Text section |
□ □ □ □
While it’s an “instant” world, model for your kids that it’s okay to take a moment to think before you respond. Warn them against getting baited into lashing out. (In fact, remind them that it’s actually a strategy some players use intentionally to get higher ranked players kicked.)
Bottom line: If you wouldn’t want the comment next to your profile picture forever, then don’t write it in a chat. That’s not just good gaming etiquette, that’s good digital citizenship in general.
Related: Why are kids watching other people play video games? A tech expert weighs in.
5. Look for ways to make people’s day.
I once saw a viral post about a group of teenagers who had stumbled on a tween playing Fortnite by himself near the beginning of the pandemic. The kid was bummed — it was his birthday, and all his plans had been cancelled. So, this group of older guys rallied together and decided to make this kid’s night incredible by getting him as much loot as they could in the game.
They were strangers, but they made a total stranger’s (and his mom’s) night with this random act of kindness.
For most of our kids, time spent gaming is a reward or a break for them. They think of it as “me” time. We can still encourage them to look at it as a chance to make the world a little better for someone else too — whether it’s praise for a younger player in your group chat, a few minutes spent helping a friend get better at the game, or raiding together on Fortnite so you can present a 12-year-old with the coolest virtual birthday loot ever.
6. Embrace the diversity in the gaming community
My teen plays Overwatch a lot, and it’s fascinating to see kids (and yes, some adults) around the world who he connects with on a regular basis. It’s helped him learn about other holidays, traditions, and cultures simply by virtue of the fact that one player had to get off to go celebrate Chinese New Year with their family, or head to synagogue for Friday night services.
Also, discrimination can happen inadvertently with an absent-minded “that’s weird” comment in response to a cultural reference that’s unfamiliar. Encourage kids to ask respectful questions so they can learn about other traditions instead of being snarky.
Related: 5 important digital parenting questions we should all ask ourselves
7. Empower kids to speak up when the conversation goes negative… or worse
Of course there’s also the matter of blatant racism, sexism, and hate that can be rampant in some gaming communities. I know my son has seen insensitive or downright bigoted comments from players. Be proactive with your kids about how to address this (“this is not okay with me” for example).That’s a huge part of good gaming etiquette.
When the bullying or negativity starts in an online game, empower your kids to stop it instantly. If you sense that this is something that would make your child nervous, arm them with a list of positive comments they can use in response to online bullying.
□ □ □ □
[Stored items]
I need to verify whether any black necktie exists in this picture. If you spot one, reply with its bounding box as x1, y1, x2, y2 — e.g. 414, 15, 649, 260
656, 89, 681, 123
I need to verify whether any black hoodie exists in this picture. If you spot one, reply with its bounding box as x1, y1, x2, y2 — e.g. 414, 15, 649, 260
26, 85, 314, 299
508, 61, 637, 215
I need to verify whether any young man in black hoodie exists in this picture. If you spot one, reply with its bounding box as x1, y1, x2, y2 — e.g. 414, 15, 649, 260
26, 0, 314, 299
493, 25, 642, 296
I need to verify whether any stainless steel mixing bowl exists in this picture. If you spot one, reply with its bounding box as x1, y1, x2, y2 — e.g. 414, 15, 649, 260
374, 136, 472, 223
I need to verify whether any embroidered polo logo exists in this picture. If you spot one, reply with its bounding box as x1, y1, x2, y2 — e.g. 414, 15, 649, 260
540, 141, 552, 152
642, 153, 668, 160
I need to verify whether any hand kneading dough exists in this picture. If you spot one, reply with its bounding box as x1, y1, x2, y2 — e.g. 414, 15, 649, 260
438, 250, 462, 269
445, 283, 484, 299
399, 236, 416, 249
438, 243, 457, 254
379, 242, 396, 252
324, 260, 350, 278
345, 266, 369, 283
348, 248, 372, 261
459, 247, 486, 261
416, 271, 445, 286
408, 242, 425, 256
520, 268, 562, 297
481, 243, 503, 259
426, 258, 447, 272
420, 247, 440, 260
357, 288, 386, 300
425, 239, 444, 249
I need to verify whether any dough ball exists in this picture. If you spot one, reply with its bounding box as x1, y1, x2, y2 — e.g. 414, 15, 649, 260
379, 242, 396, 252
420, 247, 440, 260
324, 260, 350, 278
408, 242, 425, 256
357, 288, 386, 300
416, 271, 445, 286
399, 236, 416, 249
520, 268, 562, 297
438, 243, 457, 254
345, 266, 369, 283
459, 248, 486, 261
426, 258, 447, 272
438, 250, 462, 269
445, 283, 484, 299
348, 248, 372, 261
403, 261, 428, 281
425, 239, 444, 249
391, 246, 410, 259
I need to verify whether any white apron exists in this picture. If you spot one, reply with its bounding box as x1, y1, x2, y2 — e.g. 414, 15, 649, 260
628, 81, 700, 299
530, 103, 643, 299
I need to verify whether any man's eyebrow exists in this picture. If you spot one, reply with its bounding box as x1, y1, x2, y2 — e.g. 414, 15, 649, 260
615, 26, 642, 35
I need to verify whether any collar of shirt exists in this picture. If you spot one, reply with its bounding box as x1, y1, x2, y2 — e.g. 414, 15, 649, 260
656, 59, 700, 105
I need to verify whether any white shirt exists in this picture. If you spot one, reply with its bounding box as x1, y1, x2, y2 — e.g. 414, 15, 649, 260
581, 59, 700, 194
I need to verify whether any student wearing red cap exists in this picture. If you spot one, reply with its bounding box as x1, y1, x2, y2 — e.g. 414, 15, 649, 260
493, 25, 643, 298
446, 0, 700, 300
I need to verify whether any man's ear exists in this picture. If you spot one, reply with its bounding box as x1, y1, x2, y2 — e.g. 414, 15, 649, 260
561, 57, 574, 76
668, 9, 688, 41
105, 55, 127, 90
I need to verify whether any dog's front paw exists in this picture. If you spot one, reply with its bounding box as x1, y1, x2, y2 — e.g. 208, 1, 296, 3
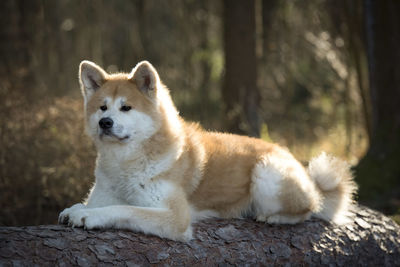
58, 203, 86, 224
60, 209, 107, 230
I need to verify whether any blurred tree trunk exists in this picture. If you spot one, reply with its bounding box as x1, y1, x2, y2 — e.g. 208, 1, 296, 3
356, 0, 400, 212
222, 0, 260, 136
0, 207, 400, 266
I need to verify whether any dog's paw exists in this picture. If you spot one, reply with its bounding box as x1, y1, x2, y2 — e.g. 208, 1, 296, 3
60, 209, 107, 230
58, 203, 86, 224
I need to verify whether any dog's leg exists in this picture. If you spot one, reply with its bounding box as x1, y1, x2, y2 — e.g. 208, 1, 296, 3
63, 186, 191, 240
58, 183, 122, 224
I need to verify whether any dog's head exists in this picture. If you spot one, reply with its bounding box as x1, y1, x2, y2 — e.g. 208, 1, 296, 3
79, 61, 161, 147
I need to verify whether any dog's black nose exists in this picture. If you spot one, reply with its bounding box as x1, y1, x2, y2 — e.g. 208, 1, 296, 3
99, 118, 114, 129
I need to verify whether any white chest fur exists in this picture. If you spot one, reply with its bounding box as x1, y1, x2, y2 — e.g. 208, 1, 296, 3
95, 152, 174, 207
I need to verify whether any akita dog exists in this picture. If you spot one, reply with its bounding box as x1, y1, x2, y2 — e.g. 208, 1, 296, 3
59, 61, 356, 243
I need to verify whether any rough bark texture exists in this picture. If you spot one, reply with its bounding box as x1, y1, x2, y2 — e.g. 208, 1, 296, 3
0, 207, 400, 266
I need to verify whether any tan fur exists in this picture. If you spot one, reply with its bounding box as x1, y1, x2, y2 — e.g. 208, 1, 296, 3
60, 62, 355, 239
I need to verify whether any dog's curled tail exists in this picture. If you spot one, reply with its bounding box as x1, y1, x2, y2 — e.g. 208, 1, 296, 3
308, 152, 357, 224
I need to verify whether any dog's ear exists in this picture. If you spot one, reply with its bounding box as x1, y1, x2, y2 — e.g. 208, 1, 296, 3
130, 61, 160, 98
79, 60, 107, 100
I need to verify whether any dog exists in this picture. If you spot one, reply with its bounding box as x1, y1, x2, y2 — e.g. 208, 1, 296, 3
59, 61, 356, 241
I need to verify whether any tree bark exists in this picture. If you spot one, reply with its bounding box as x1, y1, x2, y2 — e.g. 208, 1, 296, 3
0, 207, 400, 266
356, 0, 400, 212
222, 0, 260, 136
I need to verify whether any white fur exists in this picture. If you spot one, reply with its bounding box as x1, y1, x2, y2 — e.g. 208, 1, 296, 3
308, 152, 340, 191
190, 206, 220, 222
251, 157, 283, 221
308, 152, 357, 224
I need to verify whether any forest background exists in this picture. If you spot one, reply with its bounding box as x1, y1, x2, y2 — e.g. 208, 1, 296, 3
0, 0, 400, 225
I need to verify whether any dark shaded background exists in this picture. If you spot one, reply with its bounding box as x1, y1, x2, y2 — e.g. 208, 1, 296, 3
0, 0, 400, 225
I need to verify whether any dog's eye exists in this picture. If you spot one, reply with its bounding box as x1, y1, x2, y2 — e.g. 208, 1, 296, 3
121, 106, 132, 111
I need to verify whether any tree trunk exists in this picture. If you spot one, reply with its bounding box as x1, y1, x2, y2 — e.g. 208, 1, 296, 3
356, 0, 400, 212
222, 0, 260, 136
0, 207, 400, 266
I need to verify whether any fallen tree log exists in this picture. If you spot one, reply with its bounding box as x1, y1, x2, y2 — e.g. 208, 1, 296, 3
0, 207, 400, 266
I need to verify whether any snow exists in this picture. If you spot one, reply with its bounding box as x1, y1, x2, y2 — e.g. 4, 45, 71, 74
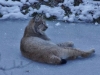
0, 0, 100, 22
0, 19, 100, 75
55, 22, 61, 26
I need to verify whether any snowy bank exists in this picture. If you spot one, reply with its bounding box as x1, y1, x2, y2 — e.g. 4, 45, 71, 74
0, 0, 100, 23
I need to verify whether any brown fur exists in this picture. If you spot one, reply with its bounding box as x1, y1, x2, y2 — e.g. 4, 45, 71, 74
20, 15, 94, 64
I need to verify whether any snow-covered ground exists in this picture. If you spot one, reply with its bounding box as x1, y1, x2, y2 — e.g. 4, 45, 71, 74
0, 20, 100, 75
0, 0, 100, 22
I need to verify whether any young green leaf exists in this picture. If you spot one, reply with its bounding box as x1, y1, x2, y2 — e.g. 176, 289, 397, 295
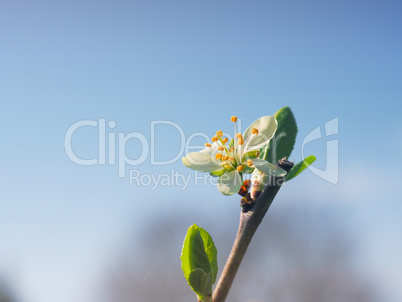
□ □ □ □
What this task involves |
Copy everything in the gaming etiquette text from "6. Embrace the" down to "Friday night services.", swapping "Overwatch" out for "Minecraft".

Output for this task |
6. Embrace the diversity in the gaming community
My teen plays Minecraft a lot, and it’s fascinating to see kids (and yes, some adults) around the world who he connects with on a regular basis. It’s helped him learn about other holidays, traditions, and cultures simply by virtue of the fact that one player had to get off to go celebrate Chinese New Year with their family, or head to synagogue for Friday night services.